Skip the pictures, please, and write out exactly the lines from the opening of the data through the line containing "positive clicks: (42, 192)".

[[ The records, beginning ]]

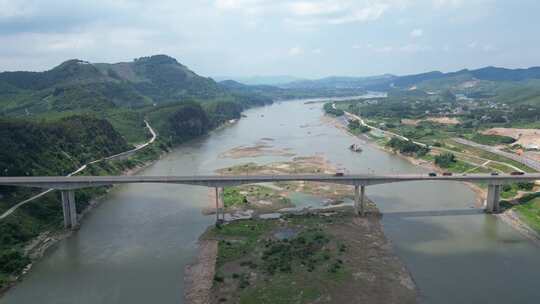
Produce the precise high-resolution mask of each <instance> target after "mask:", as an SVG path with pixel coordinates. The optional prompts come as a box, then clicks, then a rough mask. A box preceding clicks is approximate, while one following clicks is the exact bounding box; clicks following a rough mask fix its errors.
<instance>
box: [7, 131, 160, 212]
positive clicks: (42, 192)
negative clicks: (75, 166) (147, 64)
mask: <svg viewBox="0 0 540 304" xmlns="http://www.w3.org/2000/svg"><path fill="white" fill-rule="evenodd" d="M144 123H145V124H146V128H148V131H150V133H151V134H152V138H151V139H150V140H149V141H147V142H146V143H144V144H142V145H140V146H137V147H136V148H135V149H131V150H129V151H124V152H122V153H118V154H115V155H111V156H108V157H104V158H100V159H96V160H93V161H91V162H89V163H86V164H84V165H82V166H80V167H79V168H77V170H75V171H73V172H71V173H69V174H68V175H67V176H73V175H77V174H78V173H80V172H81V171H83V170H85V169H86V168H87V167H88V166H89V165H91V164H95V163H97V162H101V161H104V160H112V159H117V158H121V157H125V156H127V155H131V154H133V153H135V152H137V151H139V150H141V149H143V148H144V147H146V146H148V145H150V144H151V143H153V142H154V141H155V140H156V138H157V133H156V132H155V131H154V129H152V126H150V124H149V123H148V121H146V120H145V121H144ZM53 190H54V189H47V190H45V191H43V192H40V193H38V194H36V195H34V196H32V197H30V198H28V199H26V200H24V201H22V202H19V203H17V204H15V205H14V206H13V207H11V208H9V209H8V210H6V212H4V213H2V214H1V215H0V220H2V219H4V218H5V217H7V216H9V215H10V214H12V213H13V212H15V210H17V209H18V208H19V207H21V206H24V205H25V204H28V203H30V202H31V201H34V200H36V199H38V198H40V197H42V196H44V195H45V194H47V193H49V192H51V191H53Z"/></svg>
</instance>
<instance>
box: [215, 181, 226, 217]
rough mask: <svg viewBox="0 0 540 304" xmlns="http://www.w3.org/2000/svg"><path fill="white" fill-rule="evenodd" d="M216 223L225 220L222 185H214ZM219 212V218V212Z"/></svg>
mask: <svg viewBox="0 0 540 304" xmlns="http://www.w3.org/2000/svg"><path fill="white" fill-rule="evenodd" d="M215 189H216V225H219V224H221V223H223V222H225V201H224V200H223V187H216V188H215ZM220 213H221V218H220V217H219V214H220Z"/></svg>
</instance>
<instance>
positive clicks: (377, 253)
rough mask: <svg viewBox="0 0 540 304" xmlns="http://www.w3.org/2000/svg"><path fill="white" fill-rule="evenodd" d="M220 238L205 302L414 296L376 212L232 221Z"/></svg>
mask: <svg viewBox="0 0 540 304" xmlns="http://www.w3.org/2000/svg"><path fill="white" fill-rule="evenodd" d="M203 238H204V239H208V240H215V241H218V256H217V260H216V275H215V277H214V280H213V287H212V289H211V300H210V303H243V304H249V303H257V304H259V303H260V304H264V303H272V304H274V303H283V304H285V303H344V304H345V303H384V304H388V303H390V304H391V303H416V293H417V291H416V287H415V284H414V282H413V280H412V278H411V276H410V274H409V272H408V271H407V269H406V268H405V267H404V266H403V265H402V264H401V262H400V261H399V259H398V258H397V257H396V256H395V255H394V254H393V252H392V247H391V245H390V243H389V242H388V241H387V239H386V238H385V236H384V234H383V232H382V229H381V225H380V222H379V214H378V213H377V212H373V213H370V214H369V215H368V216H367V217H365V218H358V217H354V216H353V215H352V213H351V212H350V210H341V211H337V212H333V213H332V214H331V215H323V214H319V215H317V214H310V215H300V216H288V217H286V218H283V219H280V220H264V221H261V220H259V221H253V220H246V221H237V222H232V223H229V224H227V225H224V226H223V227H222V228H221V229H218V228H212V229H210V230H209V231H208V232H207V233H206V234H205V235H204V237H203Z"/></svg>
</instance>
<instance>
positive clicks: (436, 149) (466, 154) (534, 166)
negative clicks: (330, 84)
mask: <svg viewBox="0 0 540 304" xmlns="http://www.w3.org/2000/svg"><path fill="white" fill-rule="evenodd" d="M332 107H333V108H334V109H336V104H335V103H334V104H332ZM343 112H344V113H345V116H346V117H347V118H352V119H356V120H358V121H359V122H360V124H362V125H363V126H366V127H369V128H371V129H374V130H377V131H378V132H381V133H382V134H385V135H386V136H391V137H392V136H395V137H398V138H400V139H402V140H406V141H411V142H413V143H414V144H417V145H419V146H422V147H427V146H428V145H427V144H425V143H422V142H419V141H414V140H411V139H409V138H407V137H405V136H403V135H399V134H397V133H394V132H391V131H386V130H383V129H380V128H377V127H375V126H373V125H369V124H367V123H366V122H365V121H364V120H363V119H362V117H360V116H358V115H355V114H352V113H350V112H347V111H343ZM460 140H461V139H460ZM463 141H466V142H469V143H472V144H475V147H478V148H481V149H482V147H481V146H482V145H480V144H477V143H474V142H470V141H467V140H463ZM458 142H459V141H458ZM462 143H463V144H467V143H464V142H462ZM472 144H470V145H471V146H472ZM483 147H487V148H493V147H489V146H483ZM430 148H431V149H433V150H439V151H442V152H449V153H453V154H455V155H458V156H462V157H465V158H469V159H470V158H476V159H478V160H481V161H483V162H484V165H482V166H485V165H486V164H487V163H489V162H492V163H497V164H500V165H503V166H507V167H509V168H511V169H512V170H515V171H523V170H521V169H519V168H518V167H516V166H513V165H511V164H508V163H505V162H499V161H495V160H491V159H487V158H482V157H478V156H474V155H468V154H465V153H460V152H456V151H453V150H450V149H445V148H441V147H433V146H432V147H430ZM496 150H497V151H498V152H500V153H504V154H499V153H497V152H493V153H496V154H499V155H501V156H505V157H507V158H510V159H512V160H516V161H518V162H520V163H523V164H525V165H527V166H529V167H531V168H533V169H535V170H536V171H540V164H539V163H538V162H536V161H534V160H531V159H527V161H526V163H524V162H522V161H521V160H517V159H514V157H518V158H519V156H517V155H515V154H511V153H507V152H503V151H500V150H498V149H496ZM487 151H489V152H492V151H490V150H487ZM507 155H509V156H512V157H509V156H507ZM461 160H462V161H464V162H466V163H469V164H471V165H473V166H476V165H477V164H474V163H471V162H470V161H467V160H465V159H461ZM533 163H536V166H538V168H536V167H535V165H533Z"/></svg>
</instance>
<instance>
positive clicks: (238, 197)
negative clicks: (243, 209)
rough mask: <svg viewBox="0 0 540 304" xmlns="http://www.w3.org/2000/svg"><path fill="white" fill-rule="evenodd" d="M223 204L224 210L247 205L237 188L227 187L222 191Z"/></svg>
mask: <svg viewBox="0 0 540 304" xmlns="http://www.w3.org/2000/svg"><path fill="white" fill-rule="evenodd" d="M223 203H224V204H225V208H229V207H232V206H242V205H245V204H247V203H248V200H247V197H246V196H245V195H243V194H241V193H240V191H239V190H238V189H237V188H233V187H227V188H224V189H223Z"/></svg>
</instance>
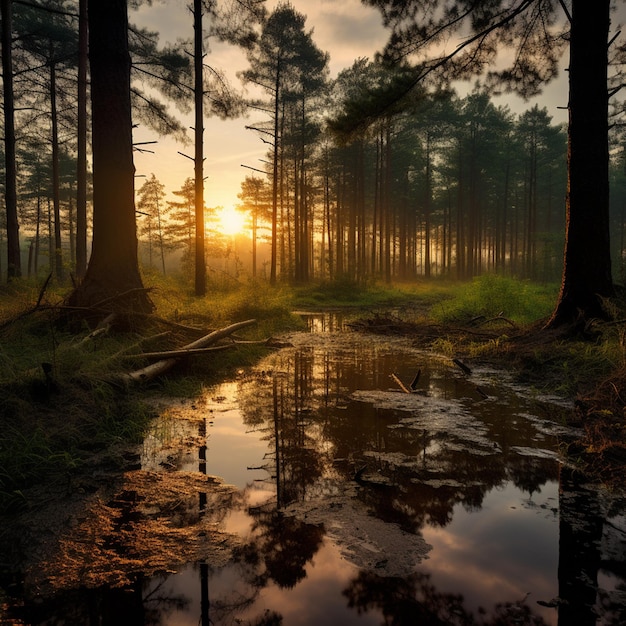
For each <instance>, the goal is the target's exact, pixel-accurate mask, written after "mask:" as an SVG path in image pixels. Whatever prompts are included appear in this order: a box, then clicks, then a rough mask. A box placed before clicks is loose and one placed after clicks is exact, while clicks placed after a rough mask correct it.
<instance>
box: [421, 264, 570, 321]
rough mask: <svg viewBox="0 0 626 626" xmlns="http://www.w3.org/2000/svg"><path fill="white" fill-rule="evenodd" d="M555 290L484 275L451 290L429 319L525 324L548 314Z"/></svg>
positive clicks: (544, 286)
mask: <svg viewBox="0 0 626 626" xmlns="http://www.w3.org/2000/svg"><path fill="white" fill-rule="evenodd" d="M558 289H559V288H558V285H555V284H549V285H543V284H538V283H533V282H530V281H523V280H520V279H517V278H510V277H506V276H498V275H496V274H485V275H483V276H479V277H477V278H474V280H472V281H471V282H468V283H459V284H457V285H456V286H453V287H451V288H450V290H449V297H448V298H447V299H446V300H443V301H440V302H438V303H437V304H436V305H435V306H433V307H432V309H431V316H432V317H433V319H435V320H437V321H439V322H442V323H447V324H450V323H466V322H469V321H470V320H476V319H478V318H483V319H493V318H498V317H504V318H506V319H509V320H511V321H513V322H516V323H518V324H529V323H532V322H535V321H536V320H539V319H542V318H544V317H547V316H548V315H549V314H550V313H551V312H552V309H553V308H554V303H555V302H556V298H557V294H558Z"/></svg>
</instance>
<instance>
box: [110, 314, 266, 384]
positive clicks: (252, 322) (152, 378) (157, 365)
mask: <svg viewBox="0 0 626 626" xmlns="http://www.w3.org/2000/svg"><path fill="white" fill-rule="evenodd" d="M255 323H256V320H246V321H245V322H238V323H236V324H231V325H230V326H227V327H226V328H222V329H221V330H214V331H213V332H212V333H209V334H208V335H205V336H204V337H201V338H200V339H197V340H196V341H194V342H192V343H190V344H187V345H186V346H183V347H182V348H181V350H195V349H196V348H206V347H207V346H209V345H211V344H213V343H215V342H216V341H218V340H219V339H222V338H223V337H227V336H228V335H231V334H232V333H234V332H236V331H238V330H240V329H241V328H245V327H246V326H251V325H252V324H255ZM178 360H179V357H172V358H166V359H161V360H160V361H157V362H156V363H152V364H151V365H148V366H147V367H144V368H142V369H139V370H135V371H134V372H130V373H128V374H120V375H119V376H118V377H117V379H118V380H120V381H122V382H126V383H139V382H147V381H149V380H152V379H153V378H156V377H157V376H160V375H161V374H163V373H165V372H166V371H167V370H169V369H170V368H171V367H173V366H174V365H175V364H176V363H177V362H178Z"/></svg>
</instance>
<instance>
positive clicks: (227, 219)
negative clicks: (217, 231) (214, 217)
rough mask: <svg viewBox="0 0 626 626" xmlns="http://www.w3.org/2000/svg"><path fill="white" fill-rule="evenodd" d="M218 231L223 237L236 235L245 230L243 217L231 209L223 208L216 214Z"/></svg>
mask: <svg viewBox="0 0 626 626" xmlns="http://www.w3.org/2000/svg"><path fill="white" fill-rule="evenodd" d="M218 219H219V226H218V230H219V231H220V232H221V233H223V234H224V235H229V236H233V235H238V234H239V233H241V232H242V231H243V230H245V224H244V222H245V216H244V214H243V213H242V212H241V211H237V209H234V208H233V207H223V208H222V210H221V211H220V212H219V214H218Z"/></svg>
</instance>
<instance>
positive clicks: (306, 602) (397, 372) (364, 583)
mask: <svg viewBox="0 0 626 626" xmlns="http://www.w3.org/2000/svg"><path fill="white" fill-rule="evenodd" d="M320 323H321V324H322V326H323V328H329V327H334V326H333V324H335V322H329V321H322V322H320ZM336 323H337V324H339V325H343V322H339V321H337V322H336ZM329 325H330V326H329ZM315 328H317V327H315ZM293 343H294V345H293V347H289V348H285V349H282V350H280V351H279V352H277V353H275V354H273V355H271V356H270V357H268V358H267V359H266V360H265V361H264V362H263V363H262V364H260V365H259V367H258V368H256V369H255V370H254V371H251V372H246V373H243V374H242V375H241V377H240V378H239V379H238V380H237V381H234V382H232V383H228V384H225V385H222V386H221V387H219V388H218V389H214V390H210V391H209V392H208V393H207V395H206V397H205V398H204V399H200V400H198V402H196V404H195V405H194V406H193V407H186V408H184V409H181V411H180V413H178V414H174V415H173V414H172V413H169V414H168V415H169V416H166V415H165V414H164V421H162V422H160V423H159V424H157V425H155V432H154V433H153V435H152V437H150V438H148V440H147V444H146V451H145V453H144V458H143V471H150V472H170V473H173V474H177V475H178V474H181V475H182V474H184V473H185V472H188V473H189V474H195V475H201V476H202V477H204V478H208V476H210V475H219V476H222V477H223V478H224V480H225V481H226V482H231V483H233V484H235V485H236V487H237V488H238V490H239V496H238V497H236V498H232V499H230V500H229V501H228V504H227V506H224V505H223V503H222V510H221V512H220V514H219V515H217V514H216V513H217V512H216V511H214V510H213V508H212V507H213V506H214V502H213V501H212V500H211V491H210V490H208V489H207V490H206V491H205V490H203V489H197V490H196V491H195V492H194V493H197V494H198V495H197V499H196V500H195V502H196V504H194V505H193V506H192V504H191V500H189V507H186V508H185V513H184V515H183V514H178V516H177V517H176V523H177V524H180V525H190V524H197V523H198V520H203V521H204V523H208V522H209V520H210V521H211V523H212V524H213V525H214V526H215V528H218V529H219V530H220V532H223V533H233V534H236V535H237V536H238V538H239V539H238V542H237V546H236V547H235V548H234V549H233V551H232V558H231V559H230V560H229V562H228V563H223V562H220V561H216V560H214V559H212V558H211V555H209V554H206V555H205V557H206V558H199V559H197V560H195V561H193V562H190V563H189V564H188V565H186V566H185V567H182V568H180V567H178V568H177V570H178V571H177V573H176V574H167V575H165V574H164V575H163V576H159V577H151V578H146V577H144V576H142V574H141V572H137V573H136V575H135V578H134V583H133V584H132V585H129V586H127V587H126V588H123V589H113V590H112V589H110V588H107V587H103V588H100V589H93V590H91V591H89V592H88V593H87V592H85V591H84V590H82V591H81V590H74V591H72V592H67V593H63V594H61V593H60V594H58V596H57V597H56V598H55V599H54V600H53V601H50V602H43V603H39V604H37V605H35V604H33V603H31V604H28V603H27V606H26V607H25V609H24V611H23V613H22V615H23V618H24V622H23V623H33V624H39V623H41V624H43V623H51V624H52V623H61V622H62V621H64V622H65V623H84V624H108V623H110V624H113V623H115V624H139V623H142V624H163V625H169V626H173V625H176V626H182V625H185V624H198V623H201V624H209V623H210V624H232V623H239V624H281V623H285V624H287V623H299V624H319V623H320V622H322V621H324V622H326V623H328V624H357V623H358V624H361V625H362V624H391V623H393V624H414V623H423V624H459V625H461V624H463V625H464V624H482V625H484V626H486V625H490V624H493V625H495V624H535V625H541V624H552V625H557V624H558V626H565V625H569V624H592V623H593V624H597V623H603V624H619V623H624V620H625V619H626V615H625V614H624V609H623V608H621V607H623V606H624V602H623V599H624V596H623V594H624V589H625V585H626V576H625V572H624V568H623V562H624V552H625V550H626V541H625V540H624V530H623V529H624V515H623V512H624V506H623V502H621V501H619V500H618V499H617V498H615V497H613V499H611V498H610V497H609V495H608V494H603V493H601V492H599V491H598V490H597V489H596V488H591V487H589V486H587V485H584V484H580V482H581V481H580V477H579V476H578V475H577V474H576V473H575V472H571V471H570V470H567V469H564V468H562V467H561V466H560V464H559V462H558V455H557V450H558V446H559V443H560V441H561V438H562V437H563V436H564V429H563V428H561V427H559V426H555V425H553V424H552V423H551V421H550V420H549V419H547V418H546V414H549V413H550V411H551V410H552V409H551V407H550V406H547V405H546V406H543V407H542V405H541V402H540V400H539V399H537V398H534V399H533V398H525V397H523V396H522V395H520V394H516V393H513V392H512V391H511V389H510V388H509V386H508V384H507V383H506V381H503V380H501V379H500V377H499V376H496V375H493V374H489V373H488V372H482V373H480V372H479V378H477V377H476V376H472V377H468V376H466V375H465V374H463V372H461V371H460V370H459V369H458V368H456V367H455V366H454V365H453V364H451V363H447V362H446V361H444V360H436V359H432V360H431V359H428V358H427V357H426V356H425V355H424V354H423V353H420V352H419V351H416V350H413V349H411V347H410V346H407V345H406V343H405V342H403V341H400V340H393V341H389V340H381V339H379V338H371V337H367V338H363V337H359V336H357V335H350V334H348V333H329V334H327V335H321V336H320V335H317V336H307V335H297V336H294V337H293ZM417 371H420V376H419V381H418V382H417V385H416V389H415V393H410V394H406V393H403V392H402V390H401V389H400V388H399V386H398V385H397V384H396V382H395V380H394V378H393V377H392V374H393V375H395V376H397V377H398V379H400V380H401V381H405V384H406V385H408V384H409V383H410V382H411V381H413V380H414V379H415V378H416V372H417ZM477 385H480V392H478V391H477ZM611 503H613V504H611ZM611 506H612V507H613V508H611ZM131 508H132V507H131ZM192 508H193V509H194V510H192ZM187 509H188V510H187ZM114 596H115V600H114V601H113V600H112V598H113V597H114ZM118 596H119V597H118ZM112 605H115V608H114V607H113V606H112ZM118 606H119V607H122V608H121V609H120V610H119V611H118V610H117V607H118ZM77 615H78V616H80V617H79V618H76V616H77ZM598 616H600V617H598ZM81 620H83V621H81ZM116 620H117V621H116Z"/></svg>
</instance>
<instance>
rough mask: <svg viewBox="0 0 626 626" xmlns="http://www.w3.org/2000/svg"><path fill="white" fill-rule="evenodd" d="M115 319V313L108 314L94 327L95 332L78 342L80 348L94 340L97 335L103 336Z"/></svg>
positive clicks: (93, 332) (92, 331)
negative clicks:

[[ The records, end ]]

» Answer section
Produce the precise high-resolution mask of each <instance> target after "mask:", as an SVG path with pixel coordinates. The optional prompts come as a box, then clicks, then a rough mask. A box preceding clicks is approximate, while one following clicks is the exact bounding box; clicks following a rough mask fix its errors.
<instance>
box: [7, 131, 160, 212]
positive clicks: (42, 192)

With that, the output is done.